::: Texte extrait :::

Six partis de droite sont représentés au Parlement : trois partis de centre-droit (KDH, le plus important, Most-Hid et SDKU-DS), un parti ultra-libéral et eurosceptique (SaS), un parti populiste dit « des gens ordinaires et des personnalités indépendantes » (OL'aNO) et un parti formé de dissidents du KDH et du SaS (Nova Dohoda), qui ne compte toutefois pas assez de membres pour disposer d'un groupe parlementaire. Le parti de Vladimir Meciar n'est pas parvenu à entrer au Parlement, pas plus que la droite nationaliste, pour la première fois depuis l'indépendance.
Ces différentes formations souffrent d'une image marquée par des affaires de corruption et aussi de leurs divisions. Pour la première fois depuis les élections législatives de 2012, elles ont néanmoins réussi à s'unir pour déposer une motion de censure, rejetée fin septembre 2013, dénonçant le projet gouvernemental de contrôle de la fixation du prix du gaz 6 ( * ) .
Les partis de droite traditionnels sont concurrencés par des formations récentes mélangeant généralement discours populistes et forte présence médiatique.
Pour l'instant, aucun dirigeant capable de rassembler son camp n'est parvenu à émerger à droite. D'ailleurs, les partis de droite n'ont pas été en mesure, jusqu'à présent, de se mettre d'accord sur un candidat commun capable d'affronter Robert Fico à l'élection présidentielle.

::: Section des données :::

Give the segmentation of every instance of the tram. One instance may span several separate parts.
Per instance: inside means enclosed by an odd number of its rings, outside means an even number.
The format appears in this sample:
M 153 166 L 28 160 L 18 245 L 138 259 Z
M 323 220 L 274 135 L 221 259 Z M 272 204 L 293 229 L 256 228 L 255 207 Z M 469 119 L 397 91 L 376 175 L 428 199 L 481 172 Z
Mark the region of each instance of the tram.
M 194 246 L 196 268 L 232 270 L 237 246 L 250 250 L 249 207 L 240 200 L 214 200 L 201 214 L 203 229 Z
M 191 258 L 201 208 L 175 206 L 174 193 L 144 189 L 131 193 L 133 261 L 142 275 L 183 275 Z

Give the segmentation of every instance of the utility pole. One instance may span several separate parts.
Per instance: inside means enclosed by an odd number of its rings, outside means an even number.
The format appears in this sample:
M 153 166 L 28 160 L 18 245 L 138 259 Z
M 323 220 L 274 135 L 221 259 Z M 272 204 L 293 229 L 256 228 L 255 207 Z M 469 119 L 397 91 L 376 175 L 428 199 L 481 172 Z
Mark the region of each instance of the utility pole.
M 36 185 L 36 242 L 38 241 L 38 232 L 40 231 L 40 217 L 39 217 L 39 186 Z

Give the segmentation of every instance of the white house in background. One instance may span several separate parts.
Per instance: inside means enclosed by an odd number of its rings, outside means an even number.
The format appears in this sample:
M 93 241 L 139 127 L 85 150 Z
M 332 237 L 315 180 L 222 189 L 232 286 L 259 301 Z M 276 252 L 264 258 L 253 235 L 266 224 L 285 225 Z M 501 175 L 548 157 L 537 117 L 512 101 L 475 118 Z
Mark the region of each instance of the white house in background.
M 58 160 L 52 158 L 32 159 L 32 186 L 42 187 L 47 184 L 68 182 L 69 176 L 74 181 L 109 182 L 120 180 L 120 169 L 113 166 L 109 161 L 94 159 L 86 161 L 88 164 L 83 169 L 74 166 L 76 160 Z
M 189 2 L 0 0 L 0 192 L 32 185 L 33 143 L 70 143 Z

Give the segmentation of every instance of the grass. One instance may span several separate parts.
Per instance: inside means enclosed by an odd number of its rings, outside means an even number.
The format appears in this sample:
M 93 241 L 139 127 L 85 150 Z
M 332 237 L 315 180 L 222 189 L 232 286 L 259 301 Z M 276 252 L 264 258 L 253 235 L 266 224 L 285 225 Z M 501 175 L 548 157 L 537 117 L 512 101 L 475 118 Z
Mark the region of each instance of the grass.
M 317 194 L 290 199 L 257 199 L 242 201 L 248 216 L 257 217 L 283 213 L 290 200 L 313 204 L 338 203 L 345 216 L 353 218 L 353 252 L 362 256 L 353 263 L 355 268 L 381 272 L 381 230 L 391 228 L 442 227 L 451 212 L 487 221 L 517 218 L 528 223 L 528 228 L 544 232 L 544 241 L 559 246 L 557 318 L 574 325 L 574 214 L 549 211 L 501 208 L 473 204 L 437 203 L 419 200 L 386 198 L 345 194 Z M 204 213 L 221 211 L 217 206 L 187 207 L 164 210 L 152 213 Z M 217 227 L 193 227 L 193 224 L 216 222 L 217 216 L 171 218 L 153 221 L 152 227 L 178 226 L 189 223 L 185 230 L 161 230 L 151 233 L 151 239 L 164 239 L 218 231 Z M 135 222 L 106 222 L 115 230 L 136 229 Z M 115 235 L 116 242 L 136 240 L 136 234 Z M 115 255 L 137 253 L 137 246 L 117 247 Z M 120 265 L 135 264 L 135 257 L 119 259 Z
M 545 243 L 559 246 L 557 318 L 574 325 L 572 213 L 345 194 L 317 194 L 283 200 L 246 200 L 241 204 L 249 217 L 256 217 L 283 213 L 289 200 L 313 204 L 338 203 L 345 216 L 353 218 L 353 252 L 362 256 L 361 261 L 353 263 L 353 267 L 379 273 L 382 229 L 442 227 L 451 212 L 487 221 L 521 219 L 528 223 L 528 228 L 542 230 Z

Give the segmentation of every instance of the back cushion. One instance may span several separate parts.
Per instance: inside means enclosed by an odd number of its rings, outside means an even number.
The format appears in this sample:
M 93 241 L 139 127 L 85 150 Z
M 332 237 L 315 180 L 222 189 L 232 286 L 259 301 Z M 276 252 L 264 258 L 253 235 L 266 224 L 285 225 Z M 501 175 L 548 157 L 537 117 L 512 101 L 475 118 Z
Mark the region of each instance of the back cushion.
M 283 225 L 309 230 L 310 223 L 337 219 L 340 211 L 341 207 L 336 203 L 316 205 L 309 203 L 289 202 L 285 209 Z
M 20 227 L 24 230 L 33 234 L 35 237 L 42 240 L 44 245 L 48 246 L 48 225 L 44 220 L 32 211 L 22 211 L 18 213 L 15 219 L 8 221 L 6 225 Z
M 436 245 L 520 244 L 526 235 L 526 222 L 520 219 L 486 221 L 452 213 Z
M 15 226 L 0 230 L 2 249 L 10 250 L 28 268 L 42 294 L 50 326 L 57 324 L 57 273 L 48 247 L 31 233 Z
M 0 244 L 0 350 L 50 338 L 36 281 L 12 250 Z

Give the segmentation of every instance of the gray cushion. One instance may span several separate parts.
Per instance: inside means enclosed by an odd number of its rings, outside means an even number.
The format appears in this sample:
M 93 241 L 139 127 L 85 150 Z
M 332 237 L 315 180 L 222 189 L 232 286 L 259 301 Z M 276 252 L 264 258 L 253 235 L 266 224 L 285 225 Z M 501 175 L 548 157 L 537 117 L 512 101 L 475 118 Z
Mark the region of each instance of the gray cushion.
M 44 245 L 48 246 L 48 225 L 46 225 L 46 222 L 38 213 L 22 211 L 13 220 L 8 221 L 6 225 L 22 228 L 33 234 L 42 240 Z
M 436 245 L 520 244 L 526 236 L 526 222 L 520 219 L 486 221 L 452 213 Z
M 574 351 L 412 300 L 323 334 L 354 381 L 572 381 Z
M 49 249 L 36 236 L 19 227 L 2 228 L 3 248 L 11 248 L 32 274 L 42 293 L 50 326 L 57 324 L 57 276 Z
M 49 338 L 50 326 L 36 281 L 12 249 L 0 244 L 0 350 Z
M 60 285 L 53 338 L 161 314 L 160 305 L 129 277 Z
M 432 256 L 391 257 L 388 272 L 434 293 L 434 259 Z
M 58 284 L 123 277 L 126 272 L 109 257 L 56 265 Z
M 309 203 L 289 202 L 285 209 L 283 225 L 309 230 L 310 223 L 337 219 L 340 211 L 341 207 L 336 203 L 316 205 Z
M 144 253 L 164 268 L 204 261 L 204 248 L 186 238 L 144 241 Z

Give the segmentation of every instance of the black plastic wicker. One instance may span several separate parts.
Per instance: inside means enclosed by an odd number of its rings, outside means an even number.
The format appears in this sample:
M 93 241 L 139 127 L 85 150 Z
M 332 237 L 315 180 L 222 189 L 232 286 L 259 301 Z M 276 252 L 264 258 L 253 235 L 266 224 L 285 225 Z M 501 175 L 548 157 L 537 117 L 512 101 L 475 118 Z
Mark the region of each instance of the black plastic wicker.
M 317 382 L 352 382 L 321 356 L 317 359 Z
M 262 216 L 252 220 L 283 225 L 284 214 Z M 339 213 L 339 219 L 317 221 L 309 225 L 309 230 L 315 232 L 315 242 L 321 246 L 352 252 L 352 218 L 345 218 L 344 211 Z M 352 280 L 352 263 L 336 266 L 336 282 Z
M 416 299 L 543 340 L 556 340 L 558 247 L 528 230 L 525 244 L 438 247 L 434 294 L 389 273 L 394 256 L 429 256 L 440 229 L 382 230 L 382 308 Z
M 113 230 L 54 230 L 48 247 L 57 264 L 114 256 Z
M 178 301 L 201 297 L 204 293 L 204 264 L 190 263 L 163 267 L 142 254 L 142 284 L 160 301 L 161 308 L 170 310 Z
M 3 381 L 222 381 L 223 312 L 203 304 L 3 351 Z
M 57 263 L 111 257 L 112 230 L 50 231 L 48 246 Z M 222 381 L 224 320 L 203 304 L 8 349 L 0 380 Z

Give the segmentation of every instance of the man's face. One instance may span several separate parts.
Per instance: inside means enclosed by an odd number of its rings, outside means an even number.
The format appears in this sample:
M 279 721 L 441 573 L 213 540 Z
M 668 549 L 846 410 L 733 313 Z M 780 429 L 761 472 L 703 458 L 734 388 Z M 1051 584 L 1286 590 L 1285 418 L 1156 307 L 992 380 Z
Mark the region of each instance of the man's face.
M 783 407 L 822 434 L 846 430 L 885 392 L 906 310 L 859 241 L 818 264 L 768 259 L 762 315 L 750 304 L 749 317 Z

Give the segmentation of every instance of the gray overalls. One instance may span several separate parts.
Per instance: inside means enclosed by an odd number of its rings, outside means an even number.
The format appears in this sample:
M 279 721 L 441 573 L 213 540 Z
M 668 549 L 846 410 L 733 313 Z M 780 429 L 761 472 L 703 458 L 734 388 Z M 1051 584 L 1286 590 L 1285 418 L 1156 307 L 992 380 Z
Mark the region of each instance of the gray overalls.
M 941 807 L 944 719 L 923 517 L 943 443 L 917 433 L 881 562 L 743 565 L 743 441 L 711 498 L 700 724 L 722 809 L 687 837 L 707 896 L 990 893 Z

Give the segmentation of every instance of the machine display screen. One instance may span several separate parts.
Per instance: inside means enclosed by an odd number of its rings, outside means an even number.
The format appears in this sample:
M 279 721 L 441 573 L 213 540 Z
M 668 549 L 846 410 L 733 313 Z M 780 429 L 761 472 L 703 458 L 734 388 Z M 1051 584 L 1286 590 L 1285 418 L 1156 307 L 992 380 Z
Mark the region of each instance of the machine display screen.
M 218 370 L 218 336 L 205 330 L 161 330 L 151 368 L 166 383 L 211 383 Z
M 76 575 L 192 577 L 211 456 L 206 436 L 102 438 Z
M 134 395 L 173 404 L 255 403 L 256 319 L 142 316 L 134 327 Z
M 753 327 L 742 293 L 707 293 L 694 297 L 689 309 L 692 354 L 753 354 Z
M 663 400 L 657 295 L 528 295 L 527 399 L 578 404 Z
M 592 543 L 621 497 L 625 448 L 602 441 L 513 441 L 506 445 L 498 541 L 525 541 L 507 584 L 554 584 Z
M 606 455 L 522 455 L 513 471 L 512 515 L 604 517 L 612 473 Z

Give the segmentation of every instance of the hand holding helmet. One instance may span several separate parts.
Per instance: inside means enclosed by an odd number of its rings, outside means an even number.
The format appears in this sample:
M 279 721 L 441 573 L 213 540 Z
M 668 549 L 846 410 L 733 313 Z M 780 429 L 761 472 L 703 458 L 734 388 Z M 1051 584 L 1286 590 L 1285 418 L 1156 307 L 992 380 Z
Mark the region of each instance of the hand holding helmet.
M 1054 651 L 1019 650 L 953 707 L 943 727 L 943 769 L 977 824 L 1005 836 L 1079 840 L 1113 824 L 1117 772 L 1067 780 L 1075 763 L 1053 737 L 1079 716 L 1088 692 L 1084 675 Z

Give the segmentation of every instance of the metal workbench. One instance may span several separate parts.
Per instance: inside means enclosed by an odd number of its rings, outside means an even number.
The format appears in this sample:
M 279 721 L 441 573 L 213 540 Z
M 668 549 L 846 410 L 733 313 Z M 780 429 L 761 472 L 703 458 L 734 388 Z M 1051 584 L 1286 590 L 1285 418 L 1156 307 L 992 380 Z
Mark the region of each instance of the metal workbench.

:::

## Consignes
a – Énumérez tous les partis de droite représentés au Parlement d'après le texte extrait.
b – Recopiez mot pour mot le passage du texte extrait qui commence par « Les partis de droite traditionnels » et se poursuit jusqu'à « forte présence médiatique. ».
Ce matériel provient d'une autre source.

## Réponses rédigées
a – KDH, Most-Hid, SDKU-DS, SaS, OL'aNO, Nova Dohoda

b –
Les partis de droite traditionnels sont concurrencés par des formations récentes mélangeant généralement discours populistes et forte présence médiatique.